Whenever a line of the entries below holds the string "point", copy that line and return it.

══ DATA TO PROCESS ══

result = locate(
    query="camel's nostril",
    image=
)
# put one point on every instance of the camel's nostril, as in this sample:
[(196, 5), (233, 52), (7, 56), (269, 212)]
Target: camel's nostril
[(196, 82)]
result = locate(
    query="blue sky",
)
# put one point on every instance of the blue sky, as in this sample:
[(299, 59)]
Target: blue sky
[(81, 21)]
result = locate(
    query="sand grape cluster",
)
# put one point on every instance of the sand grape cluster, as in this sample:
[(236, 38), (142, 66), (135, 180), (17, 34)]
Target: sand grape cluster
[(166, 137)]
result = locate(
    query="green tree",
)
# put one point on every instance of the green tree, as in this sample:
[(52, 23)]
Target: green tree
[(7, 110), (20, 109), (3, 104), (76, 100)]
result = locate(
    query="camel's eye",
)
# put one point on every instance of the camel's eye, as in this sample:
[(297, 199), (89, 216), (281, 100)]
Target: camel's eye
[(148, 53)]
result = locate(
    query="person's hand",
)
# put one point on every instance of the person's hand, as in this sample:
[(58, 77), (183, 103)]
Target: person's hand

═══

RESULT >>
# put one point on every instance of the camel's nostril, as in this sample:
# put one point on every instance of the blue sky, as in this sample:
# put one point on every instance of the sand grape cluster, as in this sample:
# put one point on every instance of the green tree, as in this sample:
# put one point on every instance of the camel's eye, as in this sample:
# put one point on every instance of the person's hand, as in this sample:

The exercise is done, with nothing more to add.